> [Directions]: From the line containing "Need: a point on every instance of the white temple" to the line containing "Where can the tall" in the entries below, reproduce every line exactly, ends included. Nothing else belongs in the copy, and no pictures.

> [Extracted information]:
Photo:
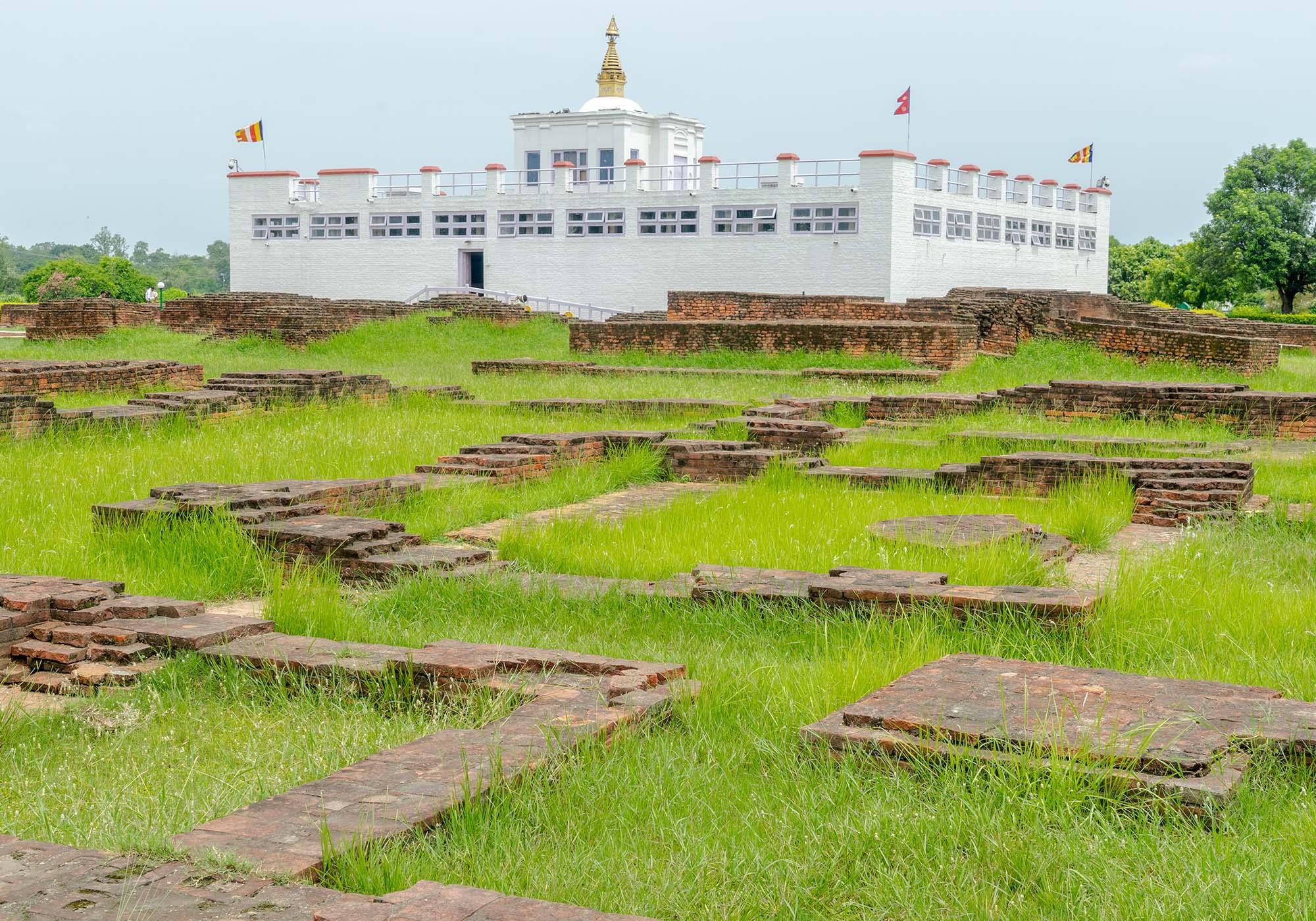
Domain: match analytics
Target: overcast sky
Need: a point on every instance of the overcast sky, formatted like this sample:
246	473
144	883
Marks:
122	112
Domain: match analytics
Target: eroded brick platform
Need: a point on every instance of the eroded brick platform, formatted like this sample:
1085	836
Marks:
1172	737
972	531
547	366
41	881
1168	491
611	507
106	374
568	698
66	636
1253	412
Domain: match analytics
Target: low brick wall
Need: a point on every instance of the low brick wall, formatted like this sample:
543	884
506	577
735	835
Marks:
19	315
86	318
939	345
1253	412
32	377
749	306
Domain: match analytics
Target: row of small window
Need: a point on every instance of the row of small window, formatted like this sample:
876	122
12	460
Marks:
656	223
996	230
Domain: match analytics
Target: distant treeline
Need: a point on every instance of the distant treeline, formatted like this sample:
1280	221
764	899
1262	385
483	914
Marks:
106	265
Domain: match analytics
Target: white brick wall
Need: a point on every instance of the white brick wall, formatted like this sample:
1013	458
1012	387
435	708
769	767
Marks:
636	273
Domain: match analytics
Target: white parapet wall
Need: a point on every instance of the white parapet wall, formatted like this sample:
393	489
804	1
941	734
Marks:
624	237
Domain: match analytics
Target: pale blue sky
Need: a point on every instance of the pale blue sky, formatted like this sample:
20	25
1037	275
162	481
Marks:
122	114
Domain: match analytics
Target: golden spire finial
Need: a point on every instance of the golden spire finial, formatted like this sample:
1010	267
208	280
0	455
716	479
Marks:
613	80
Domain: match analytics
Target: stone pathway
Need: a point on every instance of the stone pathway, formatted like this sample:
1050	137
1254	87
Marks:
611	507
43	882
1097	570
1168	736
570	698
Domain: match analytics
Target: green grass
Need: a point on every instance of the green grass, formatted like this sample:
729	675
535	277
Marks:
719	812
195	741
785	520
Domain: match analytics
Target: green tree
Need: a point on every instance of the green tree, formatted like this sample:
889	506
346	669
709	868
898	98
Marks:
1264	220
110	244
1128	266
73	278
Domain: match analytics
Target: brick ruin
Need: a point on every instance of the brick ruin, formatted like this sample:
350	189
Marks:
1180	741
103	374
232	394
944	332
563	701
297	319
1253	412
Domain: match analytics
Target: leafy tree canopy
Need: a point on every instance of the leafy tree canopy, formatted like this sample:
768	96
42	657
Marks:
1263	226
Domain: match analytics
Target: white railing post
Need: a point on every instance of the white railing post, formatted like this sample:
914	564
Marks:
786	170
431	176
563	176
709	173
634	169
494	178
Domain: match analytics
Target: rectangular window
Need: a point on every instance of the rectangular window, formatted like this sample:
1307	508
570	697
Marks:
927	177
460	224
743	222
960	226
927	222
597	223
989	187
276	227
674	223
394	227
824	219
526	224
335	227
989	228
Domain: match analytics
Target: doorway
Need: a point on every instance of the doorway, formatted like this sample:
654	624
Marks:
470	269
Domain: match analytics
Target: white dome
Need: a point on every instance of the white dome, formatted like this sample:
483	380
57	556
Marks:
605	103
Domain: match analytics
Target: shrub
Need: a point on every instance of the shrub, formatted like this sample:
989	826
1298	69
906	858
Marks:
113	276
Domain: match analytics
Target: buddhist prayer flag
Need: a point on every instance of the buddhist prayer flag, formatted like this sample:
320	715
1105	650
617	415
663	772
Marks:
1082	156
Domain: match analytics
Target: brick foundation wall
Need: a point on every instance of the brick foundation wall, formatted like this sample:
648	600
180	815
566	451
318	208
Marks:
86	318
35	377
748	306
19	315
939	345
1261	414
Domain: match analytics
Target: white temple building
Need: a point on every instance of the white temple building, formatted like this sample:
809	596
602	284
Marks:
613	206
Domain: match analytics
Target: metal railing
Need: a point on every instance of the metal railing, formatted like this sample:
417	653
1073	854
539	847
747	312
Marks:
395	185
748	176
669	178
599	180
473	182
528	182
532	303
822	174
303	190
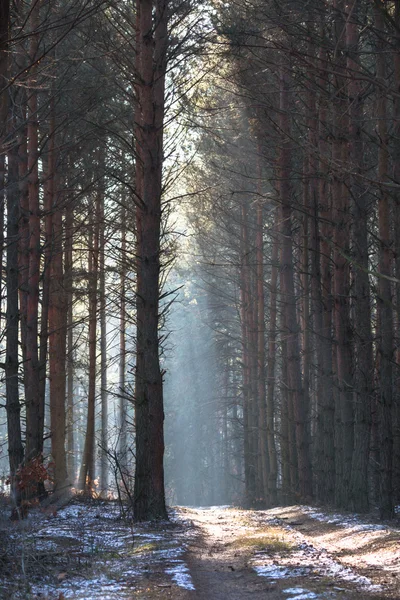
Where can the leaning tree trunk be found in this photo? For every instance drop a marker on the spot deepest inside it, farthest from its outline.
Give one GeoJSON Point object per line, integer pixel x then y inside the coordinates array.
{"type": "Point", "coordinates": [15, 448]}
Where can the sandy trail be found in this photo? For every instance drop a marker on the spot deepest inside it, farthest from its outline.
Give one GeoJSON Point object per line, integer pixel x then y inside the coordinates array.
{"type": "Point", "coordinates": [232, 545]}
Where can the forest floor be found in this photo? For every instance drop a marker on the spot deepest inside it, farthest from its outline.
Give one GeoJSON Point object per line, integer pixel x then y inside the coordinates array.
{"type": "Point", "coordinates": [89, 551]}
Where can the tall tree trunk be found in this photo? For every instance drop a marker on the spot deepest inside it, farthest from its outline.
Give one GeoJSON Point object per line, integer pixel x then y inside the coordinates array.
{"type": "Point", "coordinates": [247, 326]}
{"type": "Point", "coordinates": [103, 349]}
{"type": "Point", "coordinates": [23, 250]}
{"type": "Point", "coordinates": [362, 309]}
{"type": "Point", "coordinates": [57, 348]}
{"type": "Point", "coordinates": [396, 227]}
{"type": "Point", "coordinates": [149, 495]}
{"type": "Point", "coordinates": [34, 402]}
{"type": "Point", "coordinates": [289, 299]}
{"type": "Point", "coordinates": [322, 292]}
{"type": "Point", "coordinates": [68, 278]}
{"type": "Point", "coordinates": [4, 110]}
{"type": "Point", "coordinates": [272, 458]}
{"type": "Point", "coordinates": [87, 472]}
{"type": "Point", "coordinates": [384, 306]}
{"type": "Point", "coordinates": [260, 329]}
{"type": "Point", "coordinates": [343, 329]}
{"type": "Point", "coordinates": [15, 448]}
{"type": "Point", "coordinates": [122, 348]}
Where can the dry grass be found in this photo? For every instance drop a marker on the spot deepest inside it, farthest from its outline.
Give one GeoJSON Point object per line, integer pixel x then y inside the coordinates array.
{"type": "Point", "coordinates": [263, 542]}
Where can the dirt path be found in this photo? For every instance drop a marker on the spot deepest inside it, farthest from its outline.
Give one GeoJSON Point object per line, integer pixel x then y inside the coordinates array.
{"type": "Point", "coordinates": [241, 554]}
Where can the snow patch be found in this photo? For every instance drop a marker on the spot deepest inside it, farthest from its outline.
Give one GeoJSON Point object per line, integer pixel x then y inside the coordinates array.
{"type": "Point", "coordinates": [277, 572]}
{"type": "Point", "coordinates": [349, 521]}
{"type": "Point", "coordinates": [181, 576]}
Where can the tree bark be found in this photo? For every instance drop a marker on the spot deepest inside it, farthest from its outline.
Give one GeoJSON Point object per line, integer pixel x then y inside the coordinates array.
{"type": "Point", "coordinates": [15, 448]}
{"type": "Point", "coordinates": [289, 299]}
{"type": "Point", "coordinates": [384, 305]}
{"type": "Point", "coordinates": [343, 329]}
{"type": "Point", "coordinates": [87, 472]}
{"type": "Point", "coordinates": [34, 402]}
{"type": "Point", "coordinates": [149, 495]}
{"type": "Point", "coordinates": [363, 381]}
{"type": "Point", "coordinates": [271, 361]}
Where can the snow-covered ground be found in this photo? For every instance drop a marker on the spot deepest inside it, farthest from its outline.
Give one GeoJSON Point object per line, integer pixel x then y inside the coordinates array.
{"type": "Point", "coordinates": [87, 551]}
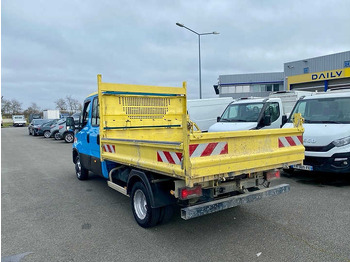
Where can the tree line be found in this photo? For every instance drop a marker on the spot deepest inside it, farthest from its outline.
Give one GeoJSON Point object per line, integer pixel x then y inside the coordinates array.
{"type": "Point", "coordinates": [10, 107]}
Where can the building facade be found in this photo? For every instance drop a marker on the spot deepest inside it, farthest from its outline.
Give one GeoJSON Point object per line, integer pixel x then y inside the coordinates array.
{"type": "Point", "coordinates": [319, 73]}
{"type": "Point", "coordinates": [245, 85]}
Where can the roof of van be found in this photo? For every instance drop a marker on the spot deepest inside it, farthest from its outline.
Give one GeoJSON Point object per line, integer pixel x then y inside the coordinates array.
{"type": "Point", "coordinates": [328, 95]}
{"type": "Point", "coordinates": [255, 100]}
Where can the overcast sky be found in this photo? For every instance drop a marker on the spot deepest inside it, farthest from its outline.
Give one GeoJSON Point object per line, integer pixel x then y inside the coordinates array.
{"type": "Point", "coordinates": [50, 49]}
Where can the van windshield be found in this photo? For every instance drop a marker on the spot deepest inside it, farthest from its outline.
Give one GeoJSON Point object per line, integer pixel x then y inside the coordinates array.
{"type": "Point", "coordinates": [323, 110]}
{"type": "Point", "coordinates": [242, 112]}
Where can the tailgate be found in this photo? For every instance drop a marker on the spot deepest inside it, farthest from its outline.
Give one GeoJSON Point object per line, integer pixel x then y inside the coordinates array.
{"type": "Point", "coordinates": [238, 152]}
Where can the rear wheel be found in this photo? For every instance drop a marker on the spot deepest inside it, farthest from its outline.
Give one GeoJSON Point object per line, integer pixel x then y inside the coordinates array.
{"type": "Point", "coordinates": [47, 134]}
{"type": "Point", "coordinates": [69, 137]}
{"type": "Point", "coordinates": [81, 172]}
{"type": "Point", "coordinates": [57, 136]}
{"type": "Point", "coordinates": [144, 214]}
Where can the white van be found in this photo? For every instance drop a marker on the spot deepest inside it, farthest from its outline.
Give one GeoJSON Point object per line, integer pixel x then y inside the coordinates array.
{"type": "Point", "coordinates": [204, 112]}
{"type": "Point", "coordinates": [289, 98]}
{"type": "Point", "coordinates": [327, 131]}
{"type": "Point", "coordinates": [251, 113]}
{"type": "Point", "coordinates": [19, 120]}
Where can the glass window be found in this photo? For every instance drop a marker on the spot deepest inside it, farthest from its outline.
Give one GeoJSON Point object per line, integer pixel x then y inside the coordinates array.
{"type": "Point", "coordinates": [324, 110]}
{"type": "Point", "coordinates": [242, 112]}
{"type": "Point", "coordinates": [95, 119]}
{"type": "Point", "coordinates": [273, 109]}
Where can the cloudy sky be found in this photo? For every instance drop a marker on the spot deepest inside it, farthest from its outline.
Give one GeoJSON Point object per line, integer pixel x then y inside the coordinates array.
{"type": "Point", "coordinates": [50, 49]}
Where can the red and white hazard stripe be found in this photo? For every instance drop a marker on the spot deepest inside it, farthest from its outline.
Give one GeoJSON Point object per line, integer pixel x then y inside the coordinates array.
{"type": "Point", "coordinates": [109, 148]}
{"type": "Point", "coordinates": [169, 157]}
{"type": "Point", "coordinates": [208, 149]}
{"type": "Point", "coordinates": [290, 141]}
{"type": "Point", "coordinates": [195, 150]}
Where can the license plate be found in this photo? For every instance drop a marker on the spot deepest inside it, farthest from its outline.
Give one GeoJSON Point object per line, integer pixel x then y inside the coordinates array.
{"type": "Point", "coordinates": [303, 167]}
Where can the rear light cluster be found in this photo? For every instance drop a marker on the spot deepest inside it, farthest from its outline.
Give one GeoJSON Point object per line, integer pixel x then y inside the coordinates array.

> [Output of the task]:
Need: a point on every instance of the white temple building, formatted like this sample:
809	596
602	284
Marks:
613	206
Domain: match analytics
Target: metal railing
Need: a point on every instance of the metal railing, formatted like this sample:
417	653
1073	854
539	847
747	312
Marks:
395	185
748	176
669	178
599	180
473	182
528	182
532	303
822	174
303	190
Where can the leaning tree trunk be found in this photo? For every instance drop a marker on the spot deepest inside it, farthest from its outline.
Give one GeoJSON Point object per line, integer pixel x then y inside the coordinates array.
{"type": "Point", "coordinates": [15, 448]}
Where can the sandy trail be found in this photo? For every instance drop a marker on the spot deepest inside it, farthest from its outline.
Give one GeoJSON Point object per line, integer pixel x then y inside the coordinates array.
{"type": "Point", "coordinates": [232, 545]}
Where can the forest floor be found in this photo? For every instance drop a marker on the spot deepest inside it, farthest from its outline.
Give one GeoJSON Point object per line, integer pixel x then y inside the coordinates array.
{"type": "Point", "coordinates": [89, 551]}
Where can the tall tree trunk be found in this photo? For every instance drop a marker on the spot deepest inside it, farthest from its outline.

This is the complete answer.